While competition from Bric markets will lead to lower sales figures, the emphasis on quality and R&D will only leave the Swiss pharmaceutical sector stronger
While many people associate Switzerland with products such as cheese, watches, army knives and fine chocolates, a few may not be aware that the medicines to beat their colds, hypertension or nicotine addiction come from the small Alpine country. Switzerland is among the world’s largest producers of drugs, pharmaceuticals and related products, with companies such as Roche and Novartis, both headquartered in the idyllic town of Basel, playing a major role in the global pharmaceutical industry.
The Swiss pharmaceutical industry is highly advanced, reputed for the quality of its production and research, and operates nearly exclusively in the field of specialities. Today, 90 per cent of the Swiss chemical industry’s overall product portfolio is specialties.
The chemical industry has been present in Switzerland for more than 150 years. From the beginning a small domestic market and the lack of chemical raw materials led to a focus on production and the worldwide marketing of specialised chemicals with high added value. Despite the changes that took place over the years, this has continued to be the key to success for the Swiss chemical and pharmaceutical industry.
Speciality products
The Swiss pharma industry manufactures more than 30,000 products, according to a study by Sciencetech, the Swiss association for pharma, chemical and biotech industries. The items include drugs, diagnostics, fine chemicals, vitamins, flavours and fragrances, crop protection agents, speciality chemicals for industrial-technical purposes, as well as pigments, paints and lacquers. The Swiss industry has an outspoken international orientation, demonstrated by the geographical breakdown of its sales. Europe and America each share about 40 per cent of the sales, while Asia takes 23 per cent, leaving Switzerland with a very small domestic market.

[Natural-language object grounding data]

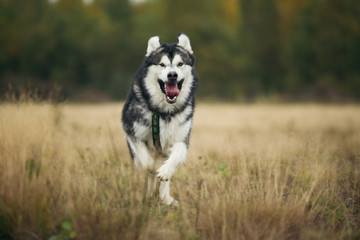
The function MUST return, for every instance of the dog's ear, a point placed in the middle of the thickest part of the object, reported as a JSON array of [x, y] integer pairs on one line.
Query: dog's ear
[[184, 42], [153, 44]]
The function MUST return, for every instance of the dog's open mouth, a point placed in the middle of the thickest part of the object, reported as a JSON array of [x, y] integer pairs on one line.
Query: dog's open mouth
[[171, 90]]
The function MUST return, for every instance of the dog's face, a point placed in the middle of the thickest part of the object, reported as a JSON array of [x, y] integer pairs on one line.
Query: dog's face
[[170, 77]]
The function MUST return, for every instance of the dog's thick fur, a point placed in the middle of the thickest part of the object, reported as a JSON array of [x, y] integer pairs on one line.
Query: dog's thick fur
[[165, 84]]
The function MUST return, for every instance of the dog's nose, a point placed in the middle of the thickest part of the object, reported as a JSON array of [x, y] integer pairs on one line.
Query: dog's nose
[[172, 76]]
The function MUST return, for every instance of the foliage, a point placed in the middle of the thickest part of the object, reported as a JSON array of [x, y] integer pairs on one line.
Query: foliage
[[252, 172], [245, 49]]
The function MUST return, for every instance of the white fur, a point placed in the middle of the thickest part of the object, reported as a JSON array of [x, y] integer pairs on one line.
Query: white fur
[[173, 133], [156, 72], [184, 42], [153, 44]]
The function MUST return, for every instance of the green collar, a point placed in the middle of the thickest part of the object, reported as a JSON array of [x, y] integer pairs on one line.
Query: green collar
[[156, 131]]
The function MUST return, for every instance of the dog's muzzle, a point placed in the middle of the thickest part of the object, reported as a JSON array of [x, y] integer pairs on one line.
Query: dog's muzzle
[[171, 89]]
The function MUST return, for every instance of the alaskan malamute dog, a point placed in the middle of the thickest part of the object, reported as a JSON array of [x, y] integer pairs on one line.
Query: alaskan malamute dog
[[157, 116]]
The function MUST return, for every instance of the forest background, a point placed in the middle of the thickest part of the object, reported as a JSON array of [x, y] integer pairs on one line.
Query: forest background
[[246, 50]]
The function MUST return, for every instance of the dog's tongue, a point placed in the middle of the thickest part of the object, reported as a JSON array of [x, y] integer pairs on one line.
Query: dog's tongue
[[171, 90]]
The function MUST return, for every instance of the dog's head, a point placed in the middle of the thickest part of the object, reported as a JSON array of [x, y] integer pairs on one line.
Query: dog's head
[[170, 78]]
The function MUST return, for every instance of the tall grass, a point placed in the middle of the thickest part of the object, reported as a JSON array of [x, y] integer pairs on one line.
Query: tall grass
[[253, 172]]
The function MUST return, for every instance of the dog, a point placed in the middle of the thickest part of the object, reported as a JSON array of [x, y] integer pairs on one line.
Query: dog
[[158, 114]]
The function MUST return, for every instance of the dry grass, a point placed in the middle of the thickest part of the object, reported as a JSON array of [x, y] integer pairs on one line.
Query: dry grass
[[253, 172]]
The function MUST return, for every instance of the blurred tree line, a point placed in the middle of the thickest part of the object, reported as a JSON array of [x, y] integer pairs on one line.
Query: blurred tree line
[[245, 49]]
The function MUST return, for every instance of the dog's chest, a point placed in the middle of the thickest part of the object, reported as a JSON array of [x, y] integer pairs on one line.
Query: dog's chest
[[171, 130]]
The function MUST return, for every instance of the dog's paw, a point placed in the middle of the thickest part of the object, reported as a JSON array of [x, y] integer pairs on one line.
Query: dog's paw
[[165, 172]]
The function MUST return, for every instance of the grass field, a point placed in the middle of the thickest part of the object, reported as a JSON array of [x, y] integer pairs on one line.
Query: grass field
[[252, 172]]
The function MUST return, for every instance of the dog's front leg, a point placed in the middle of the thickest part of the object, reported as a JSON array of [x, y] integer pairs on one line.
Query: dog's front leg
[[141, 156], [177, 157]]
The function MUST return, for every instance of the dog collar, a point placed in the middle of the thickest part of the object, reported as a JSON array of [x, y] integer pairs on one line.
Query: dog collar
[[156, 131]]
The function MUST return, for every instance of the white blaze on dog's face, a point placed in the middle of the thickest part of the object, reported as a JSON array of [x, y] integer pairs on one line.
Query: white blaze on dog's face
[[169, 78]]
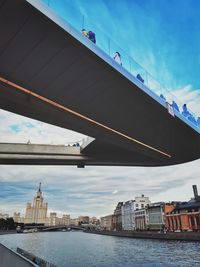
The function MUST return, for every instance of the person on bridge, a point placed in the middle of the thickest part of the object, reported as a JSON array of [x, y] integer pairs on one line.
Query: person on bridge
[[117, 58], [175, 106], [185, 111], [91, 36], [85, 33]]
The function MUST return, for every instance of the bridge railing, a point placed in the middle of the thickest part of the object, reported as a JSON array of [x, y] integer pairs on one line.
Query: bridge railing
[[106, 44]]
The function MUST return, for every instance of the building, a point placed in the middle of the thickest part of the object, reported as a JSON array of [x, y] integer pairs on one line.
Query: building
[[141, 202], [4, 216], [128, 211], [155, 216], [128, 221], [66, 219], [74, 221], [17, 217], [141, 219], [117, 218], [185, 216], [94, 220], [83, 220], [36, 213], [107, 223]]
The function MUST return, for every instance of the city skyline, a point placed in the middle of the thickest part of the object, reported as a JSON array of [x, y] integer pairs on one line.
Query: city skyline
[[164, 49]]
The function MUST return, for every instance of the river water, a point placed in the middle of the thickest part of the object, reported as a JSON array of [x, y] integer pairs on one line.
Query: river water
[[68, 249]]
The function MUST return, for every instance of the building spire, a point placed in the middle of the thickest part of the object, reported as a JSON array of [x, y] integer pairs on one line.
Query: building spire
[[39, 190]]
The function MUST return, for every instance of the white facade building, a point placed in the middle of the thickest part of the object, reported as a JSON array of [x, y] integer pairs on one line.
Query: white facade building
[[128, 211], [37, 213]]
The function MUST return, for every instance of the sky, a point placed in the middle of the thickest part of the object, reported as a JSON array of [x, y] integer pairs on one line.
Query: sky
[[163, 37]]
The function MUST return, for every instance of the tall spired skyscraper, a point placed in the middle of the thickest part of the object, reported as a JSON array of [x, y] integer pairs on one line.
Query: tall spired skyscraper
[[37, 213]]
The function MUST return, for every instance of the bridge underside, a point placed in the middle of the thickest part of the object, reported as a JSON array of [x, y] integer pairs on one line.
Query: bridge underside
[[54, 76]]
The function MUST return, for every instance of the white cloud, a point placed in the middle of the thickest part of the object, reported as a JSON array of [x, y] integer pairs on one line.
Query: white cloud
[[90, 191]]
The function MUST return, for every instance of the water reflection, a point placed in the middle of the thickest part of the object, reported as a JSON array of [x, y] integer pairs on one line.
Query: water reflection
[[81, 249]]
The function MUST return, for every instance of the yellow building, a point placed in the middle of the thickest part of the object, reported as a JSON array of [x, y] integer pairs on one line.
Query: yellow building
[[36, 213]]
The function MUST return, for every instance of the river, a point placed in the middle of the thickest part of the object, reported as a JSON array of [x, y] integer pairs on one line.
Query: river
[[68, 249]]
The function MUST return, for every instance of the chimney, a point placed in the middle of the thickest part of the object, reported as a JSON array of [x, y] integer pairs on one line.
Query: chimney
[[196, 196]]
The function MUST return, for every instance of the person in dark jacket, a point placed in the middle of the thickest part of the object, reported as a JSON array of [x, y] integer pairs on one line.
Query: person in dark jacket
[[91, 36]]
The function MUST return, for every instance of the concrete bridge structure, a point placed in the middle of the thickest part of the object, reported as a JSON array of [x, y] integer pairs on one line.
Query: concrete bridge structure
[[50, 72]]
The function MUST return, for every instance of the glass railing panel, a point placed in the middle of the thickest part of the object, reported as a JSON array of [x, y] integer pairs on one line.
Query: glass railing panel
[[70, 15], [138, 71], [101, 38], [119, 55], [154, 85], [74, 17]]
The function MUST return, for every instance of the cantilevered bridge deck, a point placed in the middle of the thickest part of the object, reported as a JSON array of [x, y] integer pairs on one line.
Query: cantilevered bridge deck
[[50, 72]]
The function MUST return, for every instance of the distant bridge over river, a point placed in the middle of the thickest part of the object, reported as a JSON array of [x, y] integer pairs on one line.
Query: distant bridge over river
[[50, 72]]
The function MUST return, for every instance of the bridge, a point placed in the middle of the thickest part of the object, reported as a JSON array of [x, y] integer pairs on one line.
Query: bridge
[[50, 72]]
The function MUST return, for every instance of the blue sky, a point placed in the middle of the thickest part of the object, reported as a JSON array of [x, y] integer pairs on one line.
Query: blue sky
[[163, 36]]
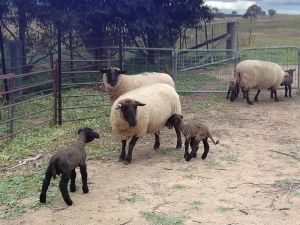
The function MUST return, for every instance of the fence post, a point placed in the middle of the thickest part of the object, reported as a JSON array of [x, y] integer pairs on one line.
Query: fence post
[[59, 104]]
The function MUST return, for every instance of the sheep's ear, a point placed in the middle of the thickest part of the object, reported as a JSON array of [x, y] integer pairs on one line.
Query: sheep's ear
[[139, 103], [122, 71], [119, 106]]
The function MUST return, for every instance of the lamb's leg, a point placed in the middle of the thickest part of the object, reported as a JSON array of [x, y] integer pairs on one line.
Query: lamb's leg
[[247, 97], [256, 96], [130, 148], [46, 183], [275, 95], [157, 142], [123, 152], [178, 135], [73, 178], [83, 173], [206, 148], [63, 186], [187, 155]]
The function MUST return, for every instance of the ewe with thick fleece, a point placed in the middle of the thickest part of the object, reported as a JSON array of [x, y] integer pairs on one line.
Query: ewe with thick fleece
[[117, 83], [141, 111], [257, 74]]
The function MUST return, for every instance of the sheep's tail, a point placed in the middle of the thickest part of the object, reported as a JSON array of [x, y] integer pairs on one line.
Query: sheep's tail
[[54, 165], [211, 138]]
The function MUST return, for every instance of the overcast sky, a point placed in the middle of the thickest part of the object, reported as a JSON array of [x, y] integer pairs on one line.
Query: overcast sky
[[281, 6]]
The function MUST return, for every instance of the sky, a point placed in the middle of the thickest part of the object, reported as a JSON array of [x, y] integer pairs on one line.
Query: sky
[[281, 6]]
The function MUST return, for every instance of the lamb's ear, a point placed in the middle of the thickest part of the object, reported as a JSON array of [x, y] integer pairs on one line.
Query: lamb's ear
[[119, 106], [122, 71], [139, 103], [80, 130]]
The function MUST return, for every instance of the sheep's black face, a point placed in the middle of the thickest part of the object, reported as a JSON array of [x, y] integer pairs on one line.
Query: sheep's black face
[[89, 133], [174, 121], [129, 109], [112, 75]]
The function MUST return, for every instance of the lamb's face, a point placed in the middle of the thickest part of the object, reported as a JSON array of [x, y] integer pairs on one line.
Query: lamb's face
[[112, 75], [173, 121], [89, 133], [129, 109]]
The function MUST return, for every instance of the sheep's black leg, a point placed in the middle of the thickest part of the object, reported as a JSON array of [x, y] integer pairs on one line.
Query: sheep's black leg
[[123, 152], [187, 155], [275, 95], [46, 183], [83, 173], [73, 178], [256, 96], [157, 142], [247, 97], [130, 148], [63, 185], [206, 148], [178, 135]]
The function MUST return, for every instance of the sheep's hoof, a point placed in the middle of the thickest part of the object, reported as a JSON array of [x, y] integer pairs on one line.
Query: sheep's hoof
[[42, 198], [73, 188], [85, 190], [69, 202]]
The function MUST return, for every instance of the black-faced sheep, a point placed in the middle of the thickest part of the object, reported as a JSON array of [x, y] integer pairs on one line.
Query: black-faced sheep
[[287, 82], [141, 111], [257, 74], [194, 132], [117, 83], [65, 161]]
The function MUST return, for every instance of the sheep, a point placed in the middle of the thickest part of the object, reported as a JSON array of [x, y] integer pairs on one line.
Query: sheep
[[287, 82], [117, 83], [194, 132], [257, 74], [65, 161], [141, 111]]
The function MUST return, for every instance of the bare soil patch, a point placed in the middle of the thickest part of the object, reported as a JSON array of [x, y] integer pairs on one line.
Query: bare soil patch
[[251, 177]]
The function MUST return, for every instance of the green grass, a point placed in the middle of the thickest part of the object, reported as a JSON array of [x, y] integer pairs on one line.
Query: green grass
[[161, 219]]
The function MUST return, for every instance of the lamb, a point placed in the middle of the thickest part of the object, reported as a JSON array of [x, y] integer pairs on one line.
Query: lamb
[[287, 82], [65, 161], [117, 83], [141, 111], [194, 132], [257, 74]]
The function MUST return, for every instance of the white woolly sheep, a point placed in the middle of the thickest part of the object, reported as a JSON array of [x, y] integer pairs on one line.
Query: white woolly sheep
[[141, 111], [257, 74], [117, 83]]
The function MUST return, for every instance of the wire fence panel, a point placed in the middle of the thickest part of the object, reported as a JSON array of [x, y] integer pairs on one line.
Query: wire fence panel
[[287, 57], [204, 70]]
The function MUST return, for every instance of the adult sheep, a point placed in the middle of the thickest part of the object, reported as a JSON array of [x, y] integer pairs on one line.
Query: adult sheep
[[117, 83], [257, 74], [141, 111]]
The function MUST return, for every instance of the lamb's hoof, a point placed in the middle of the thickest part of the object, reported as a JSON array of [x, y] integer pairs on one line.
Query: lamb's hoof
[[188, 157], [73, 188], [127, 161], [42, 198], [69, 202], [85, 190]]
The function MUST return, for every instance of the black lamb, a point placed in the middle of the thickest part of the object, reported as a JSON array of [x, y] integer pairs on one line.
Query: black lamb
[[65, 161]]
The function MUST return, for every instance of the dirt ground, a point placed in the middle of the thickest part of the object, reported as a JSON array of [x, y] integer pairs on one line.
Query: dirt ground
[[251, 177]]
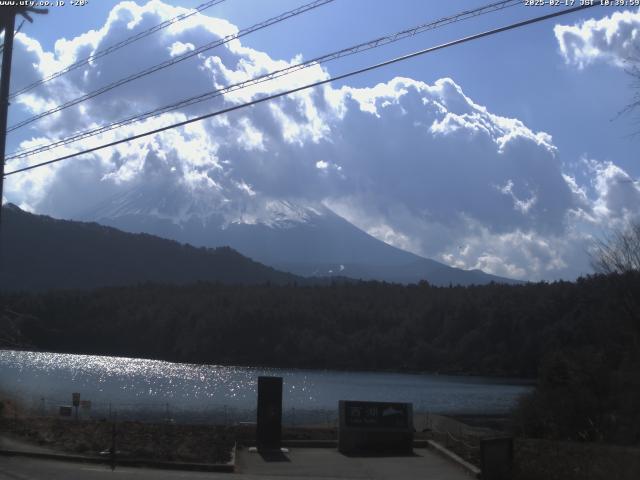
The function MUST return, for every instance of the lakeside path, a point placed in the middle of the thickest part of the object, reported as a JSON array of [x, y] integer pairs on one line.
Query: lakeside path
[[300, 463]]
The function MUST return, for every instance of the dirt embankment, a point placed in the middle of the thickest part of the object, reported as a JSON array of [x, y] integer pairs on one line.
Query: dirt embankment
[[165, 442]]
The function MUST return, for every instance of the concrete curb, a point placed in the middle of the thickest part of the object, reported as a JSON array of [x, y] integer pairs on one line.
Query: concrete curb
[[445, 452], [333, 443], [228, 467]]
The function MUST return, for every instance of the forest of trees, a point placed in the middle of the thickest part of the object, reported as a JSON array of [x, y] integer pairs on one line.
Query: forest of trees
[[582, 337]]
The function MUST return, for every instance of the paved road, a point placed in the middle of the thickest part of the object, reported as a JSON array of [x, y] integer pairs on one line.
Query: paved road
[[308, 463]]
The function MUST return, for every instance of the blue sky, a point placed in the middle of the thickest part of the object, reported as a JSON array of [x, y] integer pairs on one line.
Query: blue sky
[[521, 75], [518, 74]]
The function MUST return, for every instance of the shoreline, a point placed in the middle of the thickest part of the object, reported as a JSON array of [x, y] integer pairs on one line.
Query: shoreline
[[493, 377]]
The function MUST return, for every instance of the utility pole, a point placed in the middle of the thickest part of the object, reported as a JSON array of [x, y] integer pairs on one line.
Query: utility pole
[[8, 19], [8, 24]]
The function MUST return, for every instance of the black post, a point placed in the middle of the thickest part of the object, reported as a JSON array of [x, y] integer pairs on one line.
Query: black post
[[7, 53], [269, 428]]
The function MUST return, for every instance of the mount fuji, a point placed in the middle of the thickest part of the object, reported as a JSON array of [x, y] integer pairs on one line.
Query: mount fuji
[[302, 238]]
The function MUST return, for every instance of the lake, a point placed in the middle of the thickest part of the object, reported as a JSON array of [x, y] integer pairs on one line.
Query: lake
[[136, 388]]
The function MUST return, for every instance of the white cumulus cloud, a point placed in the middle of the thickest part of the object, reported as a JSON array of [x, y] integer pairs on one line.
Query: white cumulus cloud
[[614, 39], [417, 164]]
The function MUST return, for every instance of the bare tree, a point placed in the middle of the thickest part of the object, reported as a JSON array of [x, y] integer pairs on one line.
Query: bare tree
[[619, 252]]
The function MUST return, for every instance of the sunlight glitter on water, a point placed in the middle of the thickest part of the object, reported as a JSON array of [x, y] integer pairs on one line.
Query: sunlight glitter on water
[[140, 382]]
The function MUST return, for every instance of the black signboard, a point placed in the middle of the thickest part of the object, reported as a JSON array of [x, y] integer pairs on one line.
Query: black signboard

> What you have to do
Alter the stretch of the Swiss pharmaceutical industry passage from "While competition from" through "global pharmaceutical industry." by swapping "Basel" for "Zurich", and give the resulting text.

> Exercise output
While competition from Bric markets will lead to lower sales figures, the emphasis on quality and R&D will only leave the Swiss pharmaceutical sector stronger
While many people associate Switzerland with products such as cheese, watches, army knives and fine chocolates, a few may not be aware that the medicines to beat their colds, hypertension or nicotine addiction come from the small Alpine country. Switzerland is among the world’s largest producers of drugs, pharmaceuticals and related products, with companies such as Roche and Novartis, both headquartered in the idyllic town of Zurich, playing a major role in the global pharmaceutical industry.